# Document segment
--------------------------------------------------
# Chapter 8 on Abstract Groups

Abstract mathematical groups are everywhere in mathematics. A central, fundamental, mathematical abstraction, groups arise irresistibly in number theory, linear algebra, differential equations, algebraic topology, and differential geometry. Where there are symmetries, transformations, and invariants, there are mathematical groups. Where there is measurement, there are groups. Whenever one changes one’s choice of measurement units or system of coordinates, a mathematical group lurks in the background. An axis of measurement is an identified symmetry.

Groups are abstract, their study is difficult, and their key concepts require more motivation than they generally receive. Within the curriculum, groups arise, at least implicitly in treatments of linear transformations and matrices, but a more systematic study is for math majors and the important and fascinating study of group representations is a specialized topic for graduate students.
--------------------------------------------------
# Directions
**1)** Please extract every line in the records below that contains the string "pink".
**2)** Continue the passage on abstract mathematical groups, picking up after its final sentence.
--------------------------------------------------
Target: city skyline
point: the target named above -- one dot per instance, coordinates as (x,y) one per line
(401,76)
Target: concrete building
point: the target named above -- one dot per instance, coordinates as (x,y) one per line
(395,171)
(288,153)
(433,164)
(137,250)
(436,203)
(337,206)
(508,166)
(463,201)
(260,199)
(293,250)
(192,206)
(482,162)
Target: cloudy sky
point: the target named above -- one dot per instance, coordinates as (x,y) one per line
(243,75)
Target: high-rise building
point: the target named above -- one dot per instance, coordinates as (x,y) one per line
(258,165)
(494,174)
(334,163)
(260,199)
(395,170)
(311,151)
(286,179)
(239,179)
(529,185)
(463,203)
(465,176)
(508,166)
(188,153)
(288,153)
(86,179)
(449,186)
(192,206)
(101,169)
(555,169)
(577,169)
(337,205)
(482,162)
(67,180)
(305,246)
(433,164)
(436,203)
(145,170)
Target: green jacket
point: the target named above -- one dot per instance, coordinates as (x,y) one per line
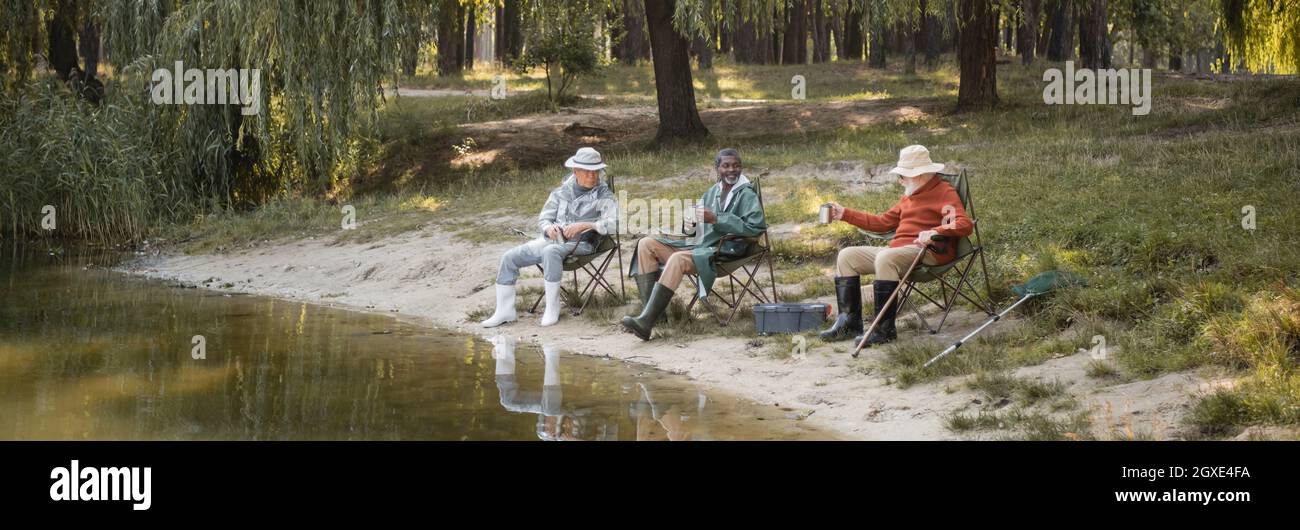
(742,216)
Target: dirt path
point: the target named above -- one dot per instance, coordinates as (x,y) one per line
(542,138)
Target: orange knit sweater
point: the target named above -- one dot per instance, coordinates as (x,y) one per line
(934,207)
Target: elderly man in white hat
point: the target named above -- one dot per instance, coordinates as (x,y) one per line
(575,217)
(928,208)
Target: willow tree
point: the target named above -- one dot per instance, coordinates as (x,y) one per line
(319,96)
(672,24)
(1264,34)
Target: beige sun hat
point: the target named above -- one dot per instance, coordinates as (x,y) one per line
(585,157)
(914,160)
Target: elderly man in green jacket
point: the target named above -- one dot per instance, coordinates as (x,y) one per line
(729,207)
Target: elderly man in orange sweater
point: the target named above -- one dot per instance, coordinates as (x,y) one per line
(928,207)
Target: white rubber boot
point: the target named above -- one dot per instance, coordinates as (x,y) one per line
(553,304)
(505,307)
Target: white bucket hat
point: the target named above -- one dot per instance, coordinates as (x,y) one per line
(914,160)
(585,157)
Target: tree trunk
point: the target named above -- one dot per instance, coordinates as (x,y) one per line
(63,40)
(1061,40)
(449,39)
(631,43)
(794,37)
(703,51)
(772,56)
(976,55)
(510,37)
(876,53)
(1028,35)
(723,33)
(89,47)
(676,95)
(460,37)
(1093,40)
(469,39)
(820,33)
--------------------------------------------------
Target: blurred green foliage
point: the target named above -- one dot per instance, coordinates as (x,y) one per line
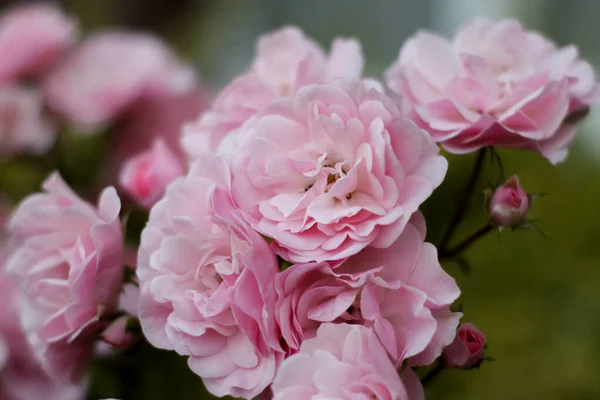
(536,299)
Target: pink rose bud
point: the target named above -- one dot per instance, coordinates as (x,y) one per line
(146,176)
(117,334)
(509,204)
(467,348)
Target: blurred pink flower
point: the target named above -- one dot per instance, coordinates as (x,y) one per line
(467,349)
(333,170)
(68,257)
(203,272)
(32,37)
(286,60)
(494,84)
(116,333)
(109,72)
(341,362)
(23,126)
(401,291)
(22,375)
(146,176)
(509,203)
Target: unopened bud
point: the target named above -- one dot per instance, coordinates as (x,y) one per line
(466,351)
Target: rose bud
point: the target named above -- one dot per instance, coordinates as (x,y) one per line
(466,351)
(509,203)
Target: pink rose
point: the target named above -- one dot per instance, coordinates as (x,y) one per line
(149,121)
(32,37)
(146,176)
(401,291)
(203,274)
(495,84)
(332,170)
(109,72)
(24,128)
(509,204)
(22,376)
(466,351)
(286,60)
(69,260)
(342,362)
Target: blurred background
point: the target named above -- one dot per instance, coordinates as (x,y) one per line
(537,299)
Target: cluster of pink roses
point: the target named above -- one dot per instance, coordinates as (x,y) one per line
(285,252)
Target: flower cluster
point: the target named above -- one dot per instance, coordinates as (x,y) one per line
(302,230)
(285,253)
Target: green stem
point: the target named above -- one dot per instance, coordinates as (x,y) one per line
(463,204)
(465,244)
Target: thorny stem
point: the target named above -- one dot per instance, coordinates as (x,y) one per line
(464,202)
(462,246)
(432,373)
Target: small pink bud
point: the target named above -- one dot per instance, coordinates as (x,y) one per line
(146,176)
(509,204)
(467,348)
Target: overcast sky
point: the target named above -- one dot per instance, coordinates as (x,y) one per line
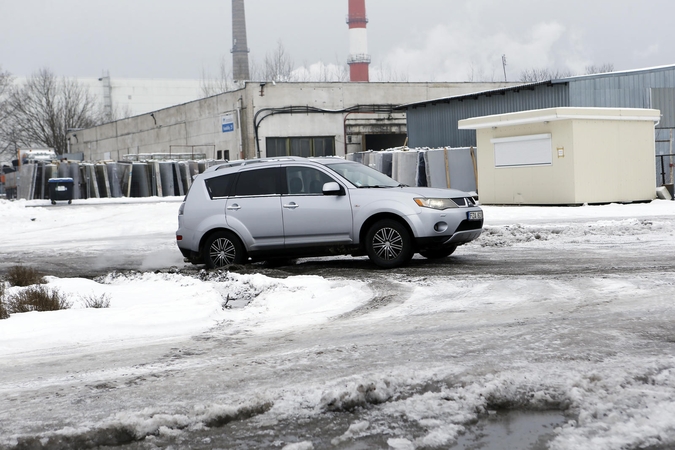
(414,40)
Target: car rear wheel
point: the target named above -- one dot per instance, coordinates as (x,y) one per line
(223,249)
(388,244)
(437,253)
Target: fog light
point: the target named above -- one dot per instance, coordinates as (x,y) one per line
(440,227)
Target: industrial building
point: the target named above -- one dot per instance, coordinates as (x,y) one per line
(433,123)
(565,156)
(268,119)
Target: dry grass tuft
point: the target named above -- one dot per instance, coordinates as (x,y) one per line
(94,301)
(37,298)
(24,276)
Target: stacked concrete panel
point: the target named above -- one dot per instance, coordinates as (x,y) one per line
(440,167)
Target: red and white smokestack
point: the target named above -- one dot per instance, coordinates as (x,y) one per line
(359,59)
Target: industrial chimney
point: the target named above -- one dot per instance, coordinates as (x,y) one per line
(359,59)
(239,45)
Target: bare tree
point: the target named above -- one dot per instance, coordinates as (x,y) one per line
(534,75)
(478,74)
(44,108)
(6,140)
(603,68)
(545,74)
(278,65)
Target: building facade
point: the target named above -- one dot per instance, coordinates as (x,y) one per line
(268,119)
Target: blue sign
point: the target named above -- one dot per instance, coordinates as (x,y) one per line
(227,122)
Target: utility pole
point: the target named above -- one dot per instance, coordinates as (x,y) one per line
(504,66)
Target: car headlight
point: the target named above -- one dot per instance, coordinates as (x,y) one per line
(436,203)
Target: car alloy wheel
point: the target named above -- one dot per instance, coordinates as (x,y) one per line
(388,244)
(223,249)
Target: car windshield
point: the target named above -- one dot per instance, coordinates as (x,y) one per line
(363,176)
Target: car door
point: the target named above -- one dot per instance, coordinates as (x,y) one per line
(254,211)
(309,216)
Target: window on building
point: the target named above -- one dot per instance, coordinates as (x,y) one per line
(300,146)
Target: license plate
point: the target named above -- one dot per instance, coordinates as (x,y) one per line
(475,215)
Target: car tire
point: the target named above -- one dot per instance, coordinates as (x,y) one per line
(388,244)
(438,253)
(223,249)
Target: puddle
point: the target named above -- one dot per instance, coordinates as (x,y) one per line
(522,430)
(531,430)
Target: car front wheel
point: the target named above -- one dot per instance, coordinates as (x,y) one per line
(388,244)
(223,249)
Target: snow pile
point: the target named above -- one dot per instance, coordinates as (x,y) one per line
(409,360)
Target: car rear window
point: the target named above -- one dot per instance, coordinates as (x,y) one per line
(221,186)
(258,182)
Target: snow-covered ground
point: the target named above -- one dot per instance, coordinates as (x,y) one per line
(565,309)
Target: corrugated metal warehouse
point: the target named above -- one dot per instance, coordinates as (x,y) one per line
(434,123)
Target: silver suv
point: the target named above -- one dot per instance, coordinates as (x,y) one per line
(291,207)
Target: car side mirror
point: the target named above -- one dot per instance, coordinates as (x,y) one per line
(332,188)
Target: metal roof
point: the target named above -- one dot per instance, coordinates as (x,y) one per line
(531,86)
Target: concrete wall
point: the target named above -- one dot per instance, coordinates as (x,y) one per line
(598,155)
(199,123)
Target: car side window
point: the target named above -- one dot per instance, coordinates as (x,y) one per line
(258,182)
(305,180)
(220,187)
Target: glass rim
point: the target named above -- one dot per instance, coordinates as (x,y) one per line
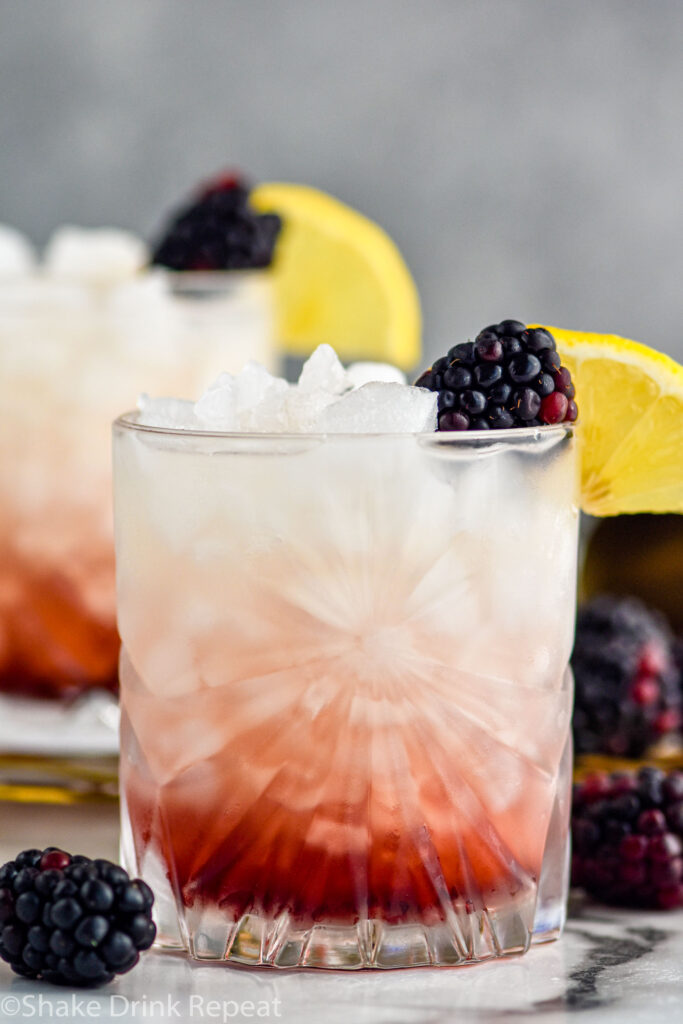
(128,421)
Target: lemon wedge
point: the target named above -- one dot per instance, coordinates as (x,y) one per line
--------------------------------------------------
# Answers below
**1)**
Target: pink rose bud
Target: blurred pink flower
Target: pink rose
Target: cluster of pink roses
Target: small pink bud

**2)**
But, given an understanding of Chapter 7, the central concepts and motivation of group theory can be understood and appreciated without such specialized detail study. And so the purpose of Chapter 8 is to answer such questions as:

• How do mathematical groups relate to measurement?
• How do group-theoretic concepts relate to the world?
• What kinds of questions have driven the development of group theory?
• What motivates the transition from transformation groups to abstract groups?

Chapter 8 starts with a very simple concrete example and uses it to develop basic concepts of group theory and group representations, showing how such concepts arise even in the simplest of examples. Continuing the example as a central reference point, the chapter ends with a conceptual introduction to group representations that explains its importance and key concepts.

## 2 thoughts on “Chapter 8 on Abstract Groups”

1. Andrew Layman says:

Here are two questions that I have about the (excellent!) chapter on abstract groups:

1. Can you explain more why the elements of a group are like multiplication, not like addition? I can see concrete instances (such as, I don’t know how to write the T operation as an addition but do as a multiplication) but don’t know the principle. Your book several times uses multiplication in a sense that is wider than multiplication of scalar, real numbers, and I am wondering what the definition is of this broader sense.

2. On page 480, in the third paragraph, you write “Since S3 restricts to an action on a subspace of R3, the action of S3 on R3 is reducible.” Does “restrict” here have the same meaning as “reduce”?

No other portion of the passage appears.